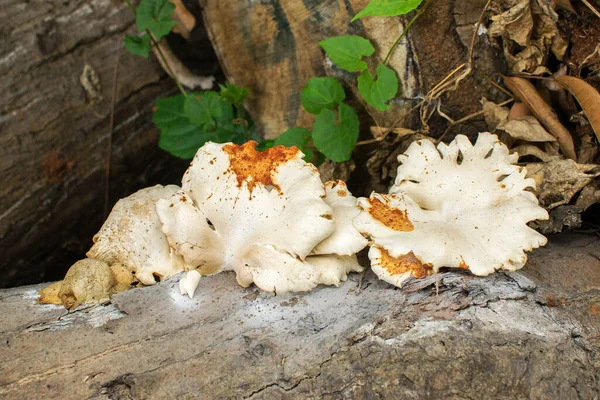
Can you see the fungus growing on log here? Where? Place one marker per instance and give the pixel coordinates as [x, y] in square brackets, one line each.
[260, 214]
[130, 248]
[458, 205]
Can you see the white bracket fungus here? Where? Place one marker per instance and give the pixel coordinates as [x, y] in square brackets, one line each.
[458, 205]
[131, 238]
[189, 282]
[260, 214]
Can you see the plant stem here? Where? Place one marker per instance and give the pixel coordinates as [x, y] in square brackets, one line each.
[164, 60]
[160, 53]
[418, 13]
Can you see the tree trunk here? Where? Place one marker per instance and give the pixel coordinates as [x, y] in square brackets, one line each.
[54, 129]
[529, 334]
[272, 48]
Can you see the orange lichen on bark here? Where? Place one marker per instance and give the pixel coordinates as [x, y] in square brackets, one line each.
[391, 217]
[403, 264]
[255, 167]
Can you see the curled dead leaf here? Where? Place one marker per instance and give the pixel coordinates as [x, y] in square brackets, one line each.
[517, 110]
[566, 5]
[526, 92]
[558, 181]
[49, 294]
[531, 150]
[587, 96]
[527, 128]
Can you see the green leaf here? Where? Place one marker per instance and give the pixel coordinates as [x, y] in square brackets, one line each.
[383, 88]
[178, 135]
[321, 93]
[298, 137]
[140, 46]
[207, 109]
[336, 140]
[347, 51]
[234, 94]
[155, 15]
[387, 8]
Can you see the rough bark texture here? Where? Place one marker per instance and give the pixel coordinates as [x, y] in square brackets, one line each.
[54, 132]
[530, 334]
[272, 48]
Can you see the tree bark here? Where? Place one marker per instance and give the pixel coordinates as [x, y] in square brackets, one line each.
[529, 334]
[272, 48]
[54, 130]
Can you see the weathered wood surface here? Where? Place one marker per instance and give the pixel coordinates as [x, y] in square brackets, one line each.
[54, 133]
[272, 48]
[530, 334]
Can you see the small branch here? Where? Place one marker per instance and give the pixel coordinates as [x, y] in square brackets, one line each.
[160, 53]
[591, 7]
[111, 128]
[418, 13]
[474, 37]
[166, 64]
[468, 117]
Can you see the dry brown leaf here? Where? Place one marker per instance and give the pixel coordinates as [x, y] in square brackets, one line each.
[526, 92]
[557, 181]
[529, 31]
[185, 20]
[527, 128]
[516, 23]
[587, 96]
[493, 114]
[589, 196]
[49, 294]
[517, 110]
[531, 150]
[565, 4]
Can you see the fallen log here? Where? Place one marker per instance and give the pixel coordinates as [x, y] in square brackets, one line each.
[529, 334]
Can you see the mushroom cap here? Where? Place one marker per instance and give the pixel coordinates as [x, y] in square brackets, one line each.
[131, 237]
[460, 205]
[345, 239]
[256, 213]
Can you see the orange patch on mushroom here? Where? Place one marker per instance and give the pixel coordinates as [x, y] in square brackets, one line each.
[255, 167]
[462, 264]
[391, 217]
[403, 264]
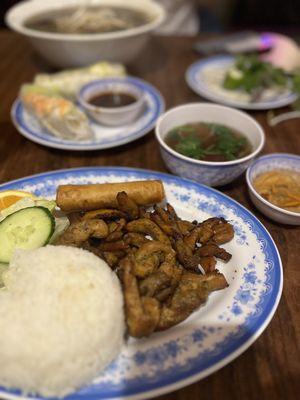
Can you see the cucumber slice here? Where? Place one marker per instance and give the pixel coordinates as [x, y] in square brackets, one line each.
[28, 228]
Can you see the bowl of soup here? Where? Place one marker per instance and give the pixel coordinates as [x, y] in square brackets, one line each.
[274, 186]
[209, 143]
[73, 33]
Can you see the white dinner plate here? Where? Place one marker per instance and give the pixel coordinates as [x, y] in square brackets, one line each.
[205, 77]
[104, 137]
[219, 331]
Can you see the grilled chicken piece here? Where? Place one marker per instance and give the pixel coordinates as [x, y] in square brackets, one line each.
[79, 232]
[192, 291]
[142, 312]
[212, 249]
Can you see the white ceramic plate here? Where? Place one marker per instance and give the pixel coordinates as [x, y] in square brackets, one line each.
[214, 335]
[104, 137]
[205, 77]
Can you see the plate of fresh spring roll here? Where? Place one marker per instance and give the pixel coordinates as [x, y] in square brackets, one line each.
[200, 276]
[47, 112]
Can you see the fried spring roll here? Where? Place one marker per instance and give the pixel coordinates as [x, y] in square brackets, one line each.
[93, 197]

» **WHAT TO DO**: Copy exactly the lines above, from the one containing "Can you see the white dinner" through the very last line.

» **ANSWER IN FULL**:
Can you see the white dinner plate here? Where? Place one marker per instance and give the pixel coordinates as [x, y] in square brackets, one line each.
[205, 77]
[104, 137]
[219, 331]
Can you see the grilled chicken piece here? Where? Place one marker per instance and give the pixel coordinates as [x, y] in square brackets, one line each.
[79, 232]
[192, 291]
[142, 312]
[212, 249]
Can you see the white ceramic plate here? Where? Place one marker per instance and give the pixel coordinates as [x, y] in square brackets, one line each.
[214, 335]
[104, 137]
[205, 77]
Can you see the plate of fresh spring roll here? Where? Place one marker per instance and give the pixel coordinates as [x, y] in square brackets, one line each.
[200, 276]
[47, 112]
Can you see the fried spring roll here? Where? Place one marker per instance and give the pixel coordinates as [x, y] in square brackets, one line each.
[93, 197]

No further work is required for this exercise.